What to do: Within the records below is a range that opens at the line with "Target: dark chair" and closes at the line with "[[162, 15], [439, 42], [485, 45], [1176, 130]]". Return that range word for word, both ends included, and only that range.

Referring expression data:
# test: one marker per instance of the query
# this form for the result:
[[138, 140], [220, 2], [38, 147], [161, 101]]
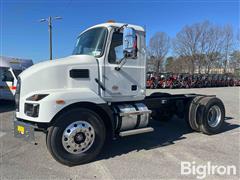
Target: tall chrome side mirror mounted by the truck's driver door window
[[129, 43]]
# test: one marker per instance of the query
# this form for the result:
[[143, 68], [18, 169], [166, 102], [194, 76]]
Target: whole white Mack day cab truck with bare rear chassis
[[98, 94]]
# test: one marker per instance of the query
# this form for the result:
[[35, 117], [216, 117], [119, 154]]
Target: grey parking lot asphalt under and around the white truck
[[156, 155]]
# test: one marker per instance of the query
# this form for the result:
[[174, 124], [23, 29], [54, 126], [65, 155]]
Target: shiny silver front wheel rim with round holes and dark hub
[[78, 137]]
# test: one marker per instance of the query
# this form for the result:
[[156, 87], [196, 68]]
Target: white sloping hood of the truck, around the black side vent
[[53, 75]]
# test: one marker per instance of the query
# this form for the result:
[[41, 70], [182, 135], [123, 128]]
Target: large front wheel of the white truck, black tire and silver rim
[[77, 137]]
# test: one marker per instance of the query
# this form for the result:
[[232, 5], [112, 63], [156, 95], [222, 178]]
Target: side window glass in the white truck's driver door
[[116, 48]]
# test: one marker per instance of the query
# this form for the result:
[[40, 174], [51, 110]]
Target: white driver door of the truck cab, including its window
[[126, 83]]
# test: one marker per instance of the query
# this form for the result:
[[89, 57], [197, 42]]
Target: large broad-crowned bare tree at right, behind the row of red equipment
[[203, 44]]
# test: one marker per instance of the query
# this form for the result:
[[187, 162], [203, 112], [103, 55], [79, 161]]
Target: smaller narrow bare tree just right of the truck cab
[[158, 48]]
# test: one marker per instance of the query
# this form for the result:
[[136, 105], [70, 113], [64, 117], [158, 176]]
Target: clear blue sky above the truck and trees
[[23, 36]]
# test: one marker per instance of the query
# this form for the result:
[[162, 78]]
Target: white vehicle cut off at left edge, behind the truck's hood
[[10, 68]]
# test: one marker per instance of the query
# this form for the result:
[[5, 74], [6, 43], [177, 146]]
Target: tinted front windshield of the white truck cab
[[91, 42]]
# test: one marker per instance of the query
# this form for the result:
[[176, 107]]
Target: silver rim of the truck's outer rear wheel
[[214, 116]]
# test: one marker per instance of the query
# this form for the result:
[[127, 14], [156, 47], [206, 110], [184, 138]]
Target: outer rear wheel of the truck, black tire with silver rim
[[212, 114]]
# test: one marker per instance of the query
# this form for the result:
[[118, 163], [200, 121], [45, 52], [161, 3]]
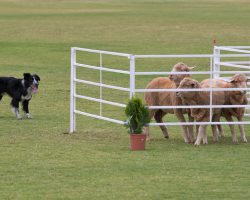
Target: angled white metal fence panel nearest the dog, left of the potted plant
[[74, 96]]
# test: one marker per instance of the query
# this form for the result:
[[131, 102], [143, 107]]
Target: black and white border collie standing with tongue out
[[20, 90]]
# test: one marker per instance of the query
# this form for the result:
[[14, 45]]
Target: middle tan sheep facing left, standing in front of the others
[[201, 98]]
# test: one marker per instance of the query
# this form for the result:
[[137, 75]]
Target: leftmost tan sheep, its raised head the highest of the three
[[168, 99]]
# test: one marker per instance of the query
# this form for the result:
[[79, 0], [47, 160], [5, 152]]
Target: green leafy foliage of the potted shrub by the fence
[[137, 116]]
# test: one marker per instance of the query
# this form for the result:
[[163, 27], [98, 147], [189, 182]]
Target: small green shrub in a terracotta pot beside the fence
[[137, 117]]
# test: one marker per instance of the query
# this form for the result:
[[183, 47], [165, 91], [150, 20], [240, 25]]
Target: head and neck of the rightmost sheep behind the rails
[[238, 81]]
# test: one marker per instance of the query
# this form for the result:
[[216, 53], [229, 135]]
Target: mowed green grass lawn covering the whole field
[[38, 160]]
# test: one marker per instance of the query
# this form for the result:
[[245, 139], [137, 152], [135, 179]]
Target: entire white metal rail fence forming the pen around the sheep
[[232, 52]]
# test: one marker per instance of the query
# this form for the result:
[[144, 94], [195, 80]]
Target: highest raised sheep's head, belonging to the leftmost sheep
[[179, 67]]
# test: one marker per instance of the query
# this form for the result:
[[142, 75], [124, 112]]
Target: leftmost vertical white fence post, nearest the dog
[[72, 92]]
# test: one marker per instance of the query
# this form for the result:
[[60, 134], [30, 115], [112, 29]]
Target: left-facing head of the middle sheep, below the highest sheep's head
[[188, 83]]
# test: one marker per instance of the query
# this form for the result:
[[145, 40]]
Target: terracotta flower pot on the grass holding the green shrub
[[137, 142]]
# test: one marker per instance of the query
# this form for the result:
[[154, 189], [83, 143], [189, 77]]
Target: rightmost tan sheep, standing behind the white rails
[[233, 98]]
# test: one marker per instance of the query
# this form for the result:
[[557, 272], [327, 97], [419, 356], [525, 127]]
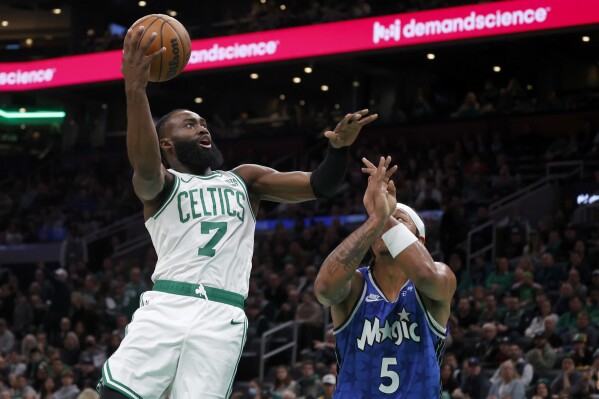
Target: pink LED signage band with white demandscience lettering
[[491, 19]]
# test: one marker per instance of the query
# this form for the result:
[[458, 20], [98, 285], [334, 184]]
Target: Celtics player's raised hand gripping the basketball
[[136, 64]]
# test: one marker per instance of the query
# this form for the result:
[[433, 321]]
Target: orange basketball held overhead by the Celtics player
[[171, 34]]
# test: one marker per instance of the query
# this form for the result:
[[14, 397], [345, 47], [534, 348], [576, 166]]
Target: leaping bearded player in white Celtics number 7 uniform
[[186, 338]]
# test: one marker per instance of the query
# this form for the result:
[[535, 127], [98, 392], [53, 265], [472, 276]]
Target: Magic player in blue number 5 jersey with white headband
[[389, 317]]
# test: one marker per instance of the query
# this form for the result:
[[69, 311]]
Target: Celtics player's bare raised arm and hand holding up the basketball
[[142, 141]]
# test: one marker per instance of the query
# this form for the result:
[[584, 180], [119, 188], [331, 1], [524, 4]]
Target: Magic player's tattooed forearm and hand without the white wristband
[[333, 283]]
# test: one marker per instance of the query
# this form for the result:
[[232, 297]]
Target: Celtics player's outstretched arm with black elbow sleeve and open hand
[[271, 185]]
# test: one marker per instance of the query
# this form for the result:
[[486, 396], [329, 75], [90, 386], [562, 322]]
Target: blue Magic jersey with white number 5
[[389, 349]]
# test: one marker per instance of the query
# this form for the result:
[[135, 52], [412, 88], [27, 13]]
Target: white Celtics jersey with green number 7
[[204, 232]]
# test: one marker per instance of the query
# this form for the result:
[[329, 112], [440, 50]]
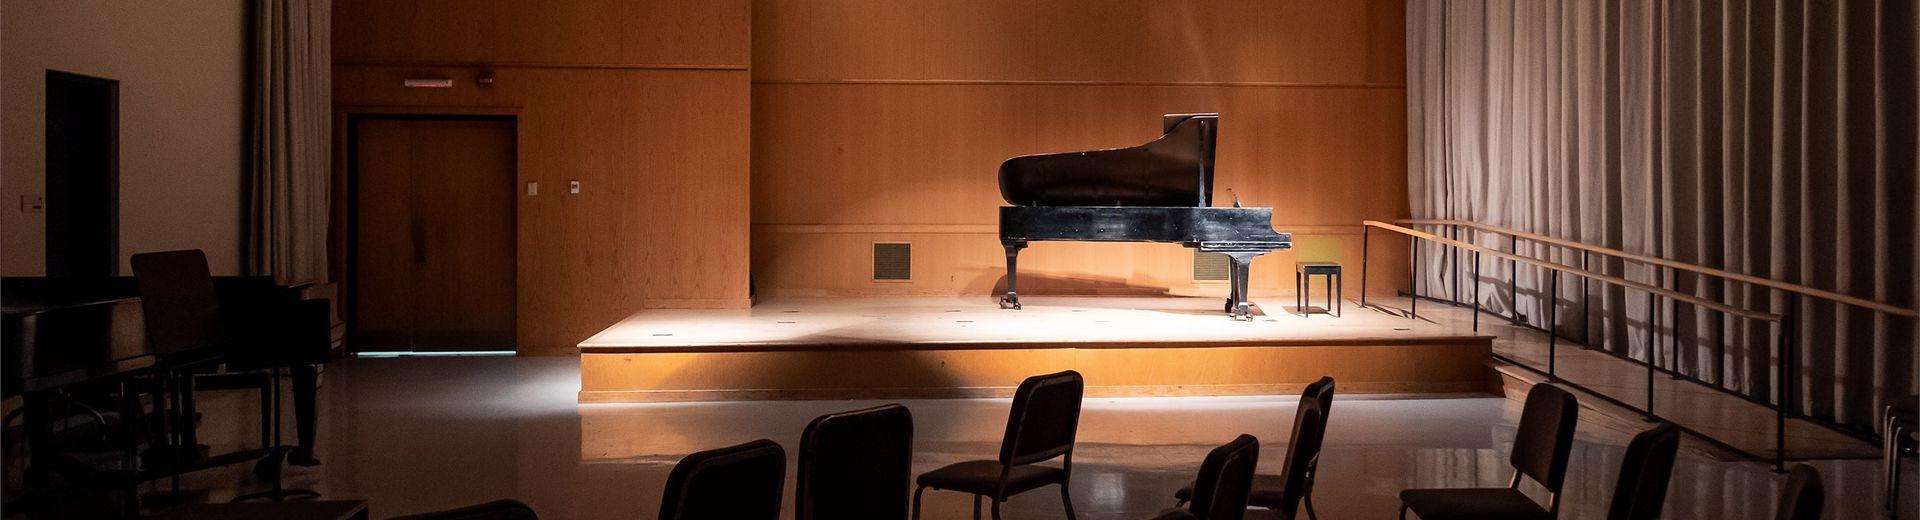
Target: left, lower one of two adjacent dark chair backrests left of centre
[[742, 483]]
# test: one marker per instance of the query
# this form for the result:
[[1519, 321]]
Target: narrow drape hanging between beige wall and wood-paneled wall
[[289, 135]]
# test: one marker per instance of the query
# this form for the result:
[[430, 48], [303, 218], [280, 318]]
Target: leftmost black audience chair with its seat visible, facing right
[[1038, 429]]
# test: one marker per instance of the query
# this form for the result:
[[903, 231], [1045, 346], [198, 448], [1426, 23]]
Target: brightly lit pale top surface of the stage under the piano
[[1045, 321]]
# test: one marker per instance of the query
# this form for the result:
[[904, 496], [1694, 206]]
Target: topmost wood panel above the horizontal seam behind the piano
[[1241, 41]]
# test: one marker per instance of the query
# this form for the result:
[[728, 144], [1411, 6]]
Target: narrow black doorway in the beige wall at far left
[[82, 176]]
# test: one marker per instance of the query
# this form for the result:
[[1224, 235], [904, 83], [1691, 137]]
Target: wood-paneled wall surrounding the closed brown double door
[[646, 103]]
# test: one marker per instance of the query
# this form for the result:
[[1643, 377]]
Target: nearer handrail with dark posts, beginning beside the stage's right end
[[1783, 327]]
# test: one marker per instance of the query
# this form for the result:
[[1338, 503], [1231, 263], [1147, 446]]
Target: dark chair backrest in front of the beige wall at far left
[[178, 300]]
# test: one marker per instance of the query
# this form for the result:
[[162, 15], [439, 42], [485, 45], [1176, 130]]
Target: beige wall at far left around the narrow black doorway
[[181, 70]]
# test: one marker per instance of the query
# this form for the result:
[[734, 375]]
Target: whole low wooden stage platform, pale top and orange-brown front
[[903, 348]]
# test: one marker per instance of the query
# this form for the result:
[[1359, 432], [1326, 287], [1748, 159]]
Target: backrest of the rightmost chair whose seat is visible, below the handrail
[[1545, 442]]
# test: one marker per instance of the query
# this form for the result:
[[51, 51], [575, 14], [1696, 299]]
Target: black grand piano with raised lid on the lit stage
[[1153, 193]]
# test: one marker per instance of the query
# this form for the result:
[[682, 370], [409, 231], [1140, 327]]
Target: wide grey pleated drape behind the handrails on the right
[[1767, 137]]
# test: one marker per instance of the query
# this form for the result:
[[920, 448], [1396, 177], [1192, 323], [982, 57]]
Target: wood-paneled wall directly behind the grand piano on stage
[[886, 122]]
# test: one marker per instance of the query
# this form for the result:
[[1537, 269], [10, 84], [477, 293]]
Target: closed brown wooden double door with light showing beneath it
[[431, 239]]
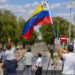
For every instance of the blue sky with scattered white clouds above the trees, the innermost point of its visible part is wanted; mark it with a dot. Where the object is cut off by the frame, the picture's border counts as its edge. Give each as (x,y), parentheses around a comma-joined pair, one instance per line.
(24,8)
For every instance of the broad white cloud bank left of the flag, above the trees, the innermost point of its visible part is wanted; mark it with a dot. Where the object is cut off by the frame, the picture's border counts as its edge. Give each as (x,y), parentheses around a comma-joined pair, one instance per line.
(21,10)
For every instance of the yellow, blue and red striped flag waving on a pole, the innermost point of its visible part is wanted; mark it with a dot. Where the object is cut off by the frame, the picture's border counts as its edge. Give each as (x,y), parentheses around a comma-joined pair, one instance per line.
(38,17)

Result for this task:
Target: dark chair backrest in front of the beige wall at far left
[[178, 300]]
# test: one marker per instance of the query
# this form for the result:
[[162, 15], [439, 42], [485, 45], [1176, 130]]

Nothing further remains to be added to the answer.